## Record extracts:
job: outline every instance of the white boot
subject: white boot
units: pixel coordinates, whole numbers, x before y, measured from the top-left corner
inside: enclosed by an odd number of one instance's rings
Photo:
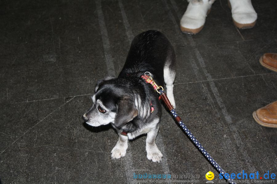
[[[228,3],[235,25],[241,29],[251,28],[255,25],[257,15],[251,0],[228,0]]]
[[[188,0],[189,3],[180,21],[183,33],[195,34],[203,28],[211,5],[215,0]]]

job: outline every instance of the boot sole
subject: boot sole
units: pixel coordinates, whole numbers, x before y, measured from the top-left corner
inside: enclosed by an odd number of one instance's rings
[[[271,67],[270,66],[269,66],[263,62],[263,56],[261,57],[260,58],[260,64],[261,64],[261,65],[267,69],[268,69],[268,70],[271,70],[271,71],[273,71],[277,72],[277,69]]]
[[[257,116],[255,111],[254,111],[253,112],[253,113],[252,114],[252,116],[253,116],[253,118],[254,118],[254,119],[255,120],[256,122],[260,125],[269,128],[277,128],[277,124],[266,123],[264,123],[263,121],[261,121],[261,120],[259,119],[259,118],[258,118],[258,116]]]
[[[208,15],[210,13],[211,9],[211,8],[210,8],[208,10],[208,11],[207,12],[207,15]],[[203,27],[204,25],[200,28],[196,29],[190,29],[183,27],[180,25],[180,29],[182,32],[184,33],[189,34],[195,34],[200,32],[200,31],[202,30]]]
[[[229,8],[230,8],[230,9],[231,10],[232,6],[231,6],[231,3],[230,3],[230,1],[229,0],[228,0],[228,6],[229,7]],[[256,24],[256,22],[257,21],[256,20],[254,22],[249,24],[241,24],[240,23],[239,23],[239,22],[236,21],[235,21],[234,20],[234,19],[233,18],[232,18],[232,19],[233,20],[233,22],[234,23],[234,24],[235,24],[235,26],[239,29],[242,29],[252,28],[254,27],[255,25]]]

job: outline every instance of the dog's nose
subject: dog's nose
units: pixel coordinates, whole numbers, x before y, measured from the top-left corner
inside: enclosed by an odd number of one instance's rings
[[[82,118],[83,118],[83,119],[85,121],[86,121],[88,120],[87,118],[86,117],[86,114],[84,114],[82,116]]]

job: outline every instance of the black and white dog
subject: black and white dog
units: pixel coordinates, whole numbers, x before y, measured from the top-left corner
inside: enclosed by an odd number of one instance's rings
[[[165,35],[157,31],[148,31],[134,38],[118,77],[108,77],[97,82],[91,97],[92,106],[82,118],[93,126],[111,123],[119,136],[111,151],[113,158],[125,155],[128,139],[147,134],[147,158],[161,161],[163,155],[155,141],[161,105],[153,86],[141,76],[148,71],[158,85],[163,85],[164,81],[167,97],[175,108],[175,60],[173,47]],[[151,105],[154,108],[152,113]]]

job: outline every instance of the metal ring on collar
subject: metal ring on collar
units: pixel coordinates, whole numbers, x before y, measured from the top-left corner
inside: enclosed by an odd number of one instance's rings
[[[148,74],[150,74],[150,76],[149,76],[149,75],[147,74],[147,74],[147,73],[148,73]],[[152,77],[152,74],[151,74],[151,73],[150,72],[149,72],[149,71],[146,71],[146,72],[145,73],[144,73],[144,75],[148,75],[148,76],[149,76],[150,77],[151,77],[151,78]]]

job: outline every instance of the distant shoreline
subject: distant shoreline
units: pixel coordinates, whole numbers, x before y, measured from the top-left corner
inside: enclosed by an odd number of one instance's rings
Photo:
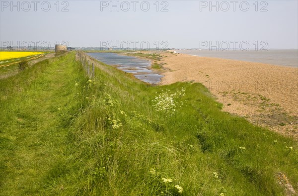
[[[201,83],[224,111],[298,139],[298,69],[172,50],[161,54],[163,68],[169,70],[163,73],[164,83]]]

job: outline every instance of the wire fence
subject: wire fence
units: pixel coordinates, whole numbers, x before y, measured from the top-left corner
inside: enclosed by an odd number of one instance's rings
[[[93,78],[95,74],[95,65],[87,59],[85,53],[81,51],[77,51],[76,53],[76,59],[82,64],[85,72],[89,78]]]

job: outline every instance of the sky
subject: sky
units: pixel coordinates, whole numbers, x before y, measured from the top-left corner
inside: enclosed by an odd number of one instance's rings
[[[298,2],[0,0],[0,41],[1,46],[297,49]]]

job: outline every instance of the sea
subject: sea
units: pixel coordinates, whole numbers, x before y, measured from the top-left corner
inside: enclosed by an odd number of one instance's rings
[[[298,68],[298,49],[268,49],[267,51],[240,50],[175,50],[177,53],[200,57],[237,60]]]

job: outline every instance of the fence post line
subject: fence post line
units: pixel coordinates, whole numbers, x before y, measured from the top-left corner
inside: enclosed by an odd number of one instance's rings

## Problem requirements:
Quote the full listing above word for word; exclude every picture from the copy.

## The answer:
job: outline every instance of the white boot
subject: white boot
units: pixel coordinates, whole numbers, x before y, measured from the top-left corner
inside: enclosed by an odd number of one instance's rings
Photo:
[[[228,3],[235,25],[241,29],[251,28],[255,25],[257,15],[251,0],[228,0]]]
[[[188,0],[189,3],[180,21],[183,33],[195,34],[203,28],[211,5],[215,0]]]

job: outline every instance of the boot sole
subject: boot sole
units: pixel coordinates, whole numbers, x before y, measured from the top-left corner
inside: enclosed by an odd number of one instance's rings
[[[271,67],[270,66],[269,66],[263,62],[263,56],[261,57],[260,58],[260,64],[261,64],[261,65],[267,69],[268,69],[268,70],[271,70],[271,71],[273,71],[277,72],[277,69]]]
[[[257,116],[255,111],[254,111],[253,112],[253,113],[252,114],[252,116],[253,116],[253,118],[254,118],[254,119],[255,120],[256,122],[260,125],[269,128],[277,128],[277,124],[266,123],[264,123],[263,121],[261,121],[261,120],[259,119],[259,118],[258,118],[258,116]]]
[[[208,15],[210,13],[211,9],[211,8],[210,8],[208,10],[208,11],[207,12],[207,15]],[[203,27],[204,25],[200,28],[196,29],[190,29],[183,27],[180,25],[180,29],[182,32],[184,33],[189,34],[195,34],[200,32],[200,31],[202,30]]]
[[[229,8],[230,8],[230,9],[231,10],[232,6],[231,6],[231,3],[230,3],[230,1],[229,0],[228,0],[228,6],[229,7]],[[256,24],[256,22],[257,21],[256,20],[254,22],[249,24],[241,24],[240,23],[239,23],[239,22],[236,21],[235,21],[234,20],[234,19],[233,18],[232,18],[232,19],[233,20],[233,22],[234,23],[234,24],[235,24],[235,26],[239,29],[242,29],[252,28],[254,27],[255,25]]]

job: outline every instance of the dog's nose
subject: dog's nose
units: pixel coordinates, whole numbers, x before y, measured from the top-left corner
inside: enclosed by an odd number of one instance's rings
[[[82,118],[83,118],[83,119],[85,121],[86,121],[88,120],[87,118],[86,117],[86,114],[84,114],[82,116]]]

job: outline every instance of the black and white dog
subject: black and white dog
units: pixel coordinates, whole numbers, x before y, measured from the top-left corner
inside: enclosed by an odd number of one instance's rings
[[[165,35],[157,31],[148,31],[134,38],[118,77],[108,77],[97,82],[91,97],[92,106],[82,118],[93,126],[111,123],[119,136],[111,151],[113,158],[125,155],[128,139],[147,134],[147,158],[161,161],[163,155],[155,141],[161,105],[153,86],[141,76],[148,71],[158,85],[163,85],[164,81],[167,97],[175,108],[175,60],[173,47]],[[151,105],[154,108],[152,113]]]

job: outline every instance of the metal ring on collar
subject: metal ring on collar
units: pixel coordinates, whole numbers, x before y, measured from the top-left corner
inside: enclosed by an odd number of one instance's rings
[[[148,74],[150,74],[150,76],[149,76],[149,75],[147,74],[147,74],[147,73],[148,73]],[[152,77],[152,74],[151,74],[151,73],[150,72],[149,72],[149,71],[146,71],[146,72],[145,73],[144,73],[144,75],[148,75],[148,76],[149,76],[150,77],[151,77],[151,78]]]

job: outline every instance of the distant shoreline
subject: distant shoreline
units: pixel coordinates, whole numbers, x before y, measured from the top-left corner
inside: enclosed by an odd number of one instance's rings
Photo:
[[[201,83],[224,111],[298,139],[298,69],[172,50],[161,54],[163,68],[169,70],[163,73],[164,83]]]

job: outline every instance of the wire fence
subject: wire fence
units: pixel coordinates, whole numbers, x before y, measured from the top-left corner
inside: enclosed by an odd number of one instance's rings
[[[93,78],[95,74],[95,65],[87,59],[85,53],[81,51],[77,51],[76,53],[76,59],[82,64],[85,72],[89,78]]]

job: outline every instance of the sky
subject: sky
units: pixel coordinates, whole numbers, x before y, measured from the top-left corner
inside: enclosed by an odd number of one instance's rings
[[[298,2],[0,0],[0,41],[1,46],[297,49]]]

job: outline every instance of the sea
subject: sea
units: pixel coordinates, whole numbers, x before y, measured from the top-left corner
inside: enclosed by an odd number of one instance's rings
[[[298,68],[298,49],[268,49],[267,51],[240,50],[175,50],[177,53],[200,57],[237,60]]]

job: outline every instance of the fence post line
subject: fence post line
units: pixel coordinates, whole numbers, x before y, measured from the top-left corner
inside: enclosed by an odd number of one instance's rings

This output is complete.